┏━━

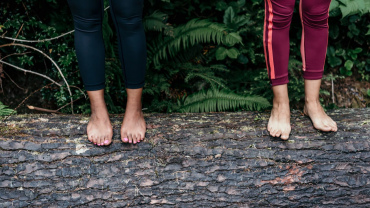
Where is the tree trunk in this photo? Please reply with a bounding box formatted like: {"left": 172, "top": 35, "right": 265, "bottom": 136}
{"left": 0, "top": 108, "right": 369, "bottom": 207}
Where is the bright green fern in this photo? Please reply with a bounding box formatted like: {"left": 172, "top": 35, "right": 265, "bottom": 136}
{"left": 177, "top": 89, "right": 271, "bottom": 113}
{"left": 0, "top": 102, "right": 16, "bottom": 116}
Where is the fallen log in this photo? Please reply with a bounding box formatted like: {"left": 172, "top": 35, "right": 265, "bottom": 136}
{"left": 0, "top": 108, "right": 369, "bottom": 207}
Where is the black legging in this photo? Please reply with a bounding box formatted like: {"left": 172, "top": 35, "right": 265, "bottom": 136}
{"left": 67, "top": 0, "right": 146, "bottom": 90}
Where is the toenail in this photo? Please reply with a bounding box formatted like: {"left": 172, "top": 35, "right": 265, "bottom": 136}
{"left": 123, "top": 138, "right": 128, "bottom": 142}
{"left": 104, "top": 140, "right": 109, "bottom": 144}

┗━━

◆ What to work on
Your copy should match the data exactly, apart from the images, which are dropped.

◆ Response
Where is the tree trunk in this photo? Please reply with a bounding box formatted like: {"left": 172, "top": 35, "right": 265, "bottom": 136}
{"left": 0, "top": 108, "right": 369, "bottom": 207}
Where is the bright green fern in this photo? Please reply with a bounding box formatted like: {"left": 172, "top": 35, "right": 265, "bottom": 136}
{"left": 177, "top": 89, "right": 271, "bottom": 113}
{"left": 0, "top": 102, "right": 16, "bottom": 116}
Where is the fallen log in this photo? Please reply with a bounding box formatted like: {"left": 172, "top": 35, "right": 265, "bottom": 136}
{"left": 0, "top": 108, "right": 369, "bottom": 207}
Where is the black legging in this photo? Please reply with a bounding box formatted like: {"left": 172, "top": 35, "right": 265, "bottom": 136}
{"left": 67, "top": 0, "right": 146, "bottom": 90}
Where is the toenail in this photo? Please reply with a bounding box formatted like: {"left": 172, "top": 35, "right": 265, "bottom": 136}
{"left": 123, "top": 138, "right": 128, "bottom": 142}
{"left": 104, "top": 140, "right": 109, "bottom": 144}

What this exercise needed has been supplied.